═════ TESTO ESTRATTO

BARI - Nella Asl di Foggia c’è un signore, lo chiameremo il Farmacista, cui spetta l’ingrato compito di occuparsi della distruzione degli stupefacenti. Sono quei medicinali che i grossisti e le farmacie, pubbliche o private, non possono più vendere in quanto scaduti. Morfina, ketamina, fentanil, prodotti a base di cannabis, barbiturici, benzodiazepine, steroidi anabolizzanti: ogni volta che se ne accumulano 100 chili, devono essere bruciati in un inceneritore della provincia di Lecce. Al Farmacista spetterebbe, per legge, una apposita scorta delle forze dell’ordine (gli spacciatori, come noto, non badano alla data di scadenza), ma nessuno gliela dà perché lo Stato non ha soldi. E così, costretto a difendersi da solo, l’uomo aveva chiesto alla Prefettura di Foggia il porto d’armi: che, dopo diversi anni, nel 2016 glielo ha negato.

══════════

:: COMPITO ASSEGNATO 1 ::
Rispondi alle domande seguenti in base al brano.
(a) Quanti chili di stupefacenti devono accumularsi prima che vengano bruciati?
(b) In quale provincia si trova l'inceneritore in cui vengono distrutti?
(c) In quale anno la Prefettura di Foggia ha negato il porto d'armi al Farmacista?
:: COMPITO ASSEGNATO 2 ::
Elenca tutti i medicinali e le categorie di stupefacenti nominati nel brano come destinati alla distruzione.

═════ VOCI FORNITE

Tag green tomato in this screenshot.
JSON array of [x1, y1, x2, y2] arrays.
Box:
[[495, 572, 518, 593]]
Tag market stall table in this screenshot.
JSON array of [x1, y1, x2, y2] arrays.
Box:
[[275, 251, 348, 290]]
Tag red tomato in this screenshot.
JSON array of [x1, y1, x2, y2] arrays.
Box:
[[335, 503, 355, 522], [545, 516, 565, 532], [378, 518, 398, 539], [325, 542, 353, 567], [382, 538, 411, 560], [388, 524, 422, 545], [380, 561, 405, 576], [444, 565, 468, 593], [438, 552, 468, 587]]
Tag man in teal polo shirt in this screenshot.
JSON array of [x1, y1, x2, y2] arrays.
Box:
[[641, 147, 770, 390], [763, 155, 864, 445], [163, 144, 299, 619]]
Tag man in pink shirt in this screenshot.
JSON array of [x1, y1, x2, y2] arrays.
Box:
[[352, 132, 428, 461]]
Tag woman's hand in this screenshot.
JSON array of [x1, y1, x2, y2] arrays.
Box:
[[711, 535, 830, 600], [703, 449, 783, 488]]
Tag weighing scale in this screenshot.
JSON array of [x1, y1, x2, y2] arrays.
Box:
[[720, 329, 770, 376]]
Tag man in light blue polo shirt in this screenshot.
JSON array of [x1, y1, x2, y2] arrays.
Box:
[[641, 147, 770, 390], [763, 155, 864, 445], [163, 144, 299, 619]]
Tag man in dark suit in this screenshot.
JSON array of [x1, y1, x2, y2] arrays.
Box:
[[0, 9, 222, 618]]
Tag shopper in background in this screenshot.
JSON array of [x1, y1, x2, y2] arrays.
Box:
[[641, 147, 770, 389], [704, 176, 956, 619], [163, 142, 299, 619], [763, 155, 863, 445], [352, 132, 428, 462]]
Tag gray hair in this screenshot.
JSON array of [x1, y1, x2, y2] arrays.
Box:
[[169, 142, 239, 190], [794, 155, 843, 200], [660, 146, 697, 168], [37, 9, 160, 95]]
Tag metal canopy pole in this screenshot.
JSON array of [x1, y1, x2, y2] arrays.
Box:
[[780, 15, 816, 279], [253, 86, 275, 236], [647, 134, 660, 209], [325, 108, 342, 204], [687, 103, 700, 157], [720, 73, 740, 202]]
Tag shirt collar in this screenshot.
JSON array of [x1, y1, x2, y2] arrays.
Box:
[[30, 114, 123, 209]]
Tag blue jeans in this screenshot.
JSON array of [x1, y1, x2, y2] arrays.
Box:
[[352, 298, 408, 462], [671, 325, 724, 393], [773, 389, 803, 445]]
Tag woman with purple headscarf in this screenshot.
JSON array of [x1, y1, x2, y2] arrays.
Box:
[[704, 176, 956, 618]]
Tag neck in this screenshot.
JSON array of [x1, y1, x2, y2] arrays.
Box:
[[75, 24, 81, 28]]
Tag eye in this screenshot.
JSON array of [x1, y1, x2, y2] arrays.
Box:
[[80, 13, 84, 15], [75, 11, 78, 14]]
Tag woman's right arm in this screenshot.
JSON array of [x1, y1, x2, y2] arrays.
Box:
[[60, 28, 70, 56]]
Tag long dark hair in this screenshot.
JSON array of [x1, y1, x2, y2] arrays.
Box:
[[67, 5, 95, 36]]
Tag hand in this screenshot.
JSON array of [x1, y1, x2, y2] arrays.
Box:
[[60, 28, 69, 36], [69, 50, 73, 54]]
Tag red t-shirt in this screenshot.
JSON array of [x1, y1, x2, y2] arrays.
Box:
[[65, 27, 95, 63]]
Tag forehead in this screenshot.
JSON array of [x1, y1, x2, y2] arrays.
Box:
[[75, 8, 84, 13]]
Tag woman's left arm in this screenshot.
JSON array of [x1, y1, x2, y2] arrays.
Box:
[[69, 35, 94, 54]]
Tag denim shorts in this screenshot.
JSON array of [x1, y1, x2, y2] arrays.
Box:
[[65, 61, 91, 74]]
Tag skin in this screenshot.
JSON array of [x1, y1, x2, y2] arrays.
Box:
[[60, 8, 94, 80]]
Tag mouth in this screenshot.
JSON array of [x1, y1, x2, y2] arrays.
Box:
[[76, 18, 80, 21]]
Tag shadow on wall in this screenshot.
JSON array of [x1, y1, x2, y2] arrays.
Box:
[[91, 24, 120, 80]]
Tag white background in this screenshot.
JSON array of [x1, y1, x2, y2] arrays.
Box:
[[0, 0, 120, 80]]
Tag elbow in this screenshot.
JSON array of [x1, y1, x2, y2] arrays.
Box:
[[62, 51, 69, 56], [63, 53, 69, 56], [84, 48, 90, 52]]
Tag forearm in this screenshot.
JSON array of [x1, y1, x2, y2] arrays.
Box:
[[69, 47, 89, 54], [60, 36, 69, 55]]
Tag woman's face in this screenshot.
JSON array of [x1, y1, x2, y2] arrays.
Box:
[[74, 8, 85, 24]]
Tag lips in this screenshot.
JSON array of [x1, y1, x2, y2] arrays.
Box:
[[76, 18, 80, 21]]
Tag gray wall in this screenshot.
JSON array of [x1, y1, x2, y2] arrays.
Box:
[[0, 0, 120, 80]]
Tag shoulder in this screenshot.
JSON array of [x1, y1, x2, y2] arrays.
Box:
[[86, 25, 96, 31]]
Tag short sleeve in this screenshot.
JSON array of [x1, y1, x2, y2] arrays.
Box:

══════════

:: SPAZIO RISPOSTA 1 ::
(a) 100 chili.
(b) Nella provincia di Lecce.
(c) Nel 2016.

:: SPAZIO RISPOSTA 2 ::
- Morfina
- Ketamina
- Fentanil
- Prodotti a base di cannabis
- Barbiturici
- Benzodiazepine
- Steroidi anabolizzanti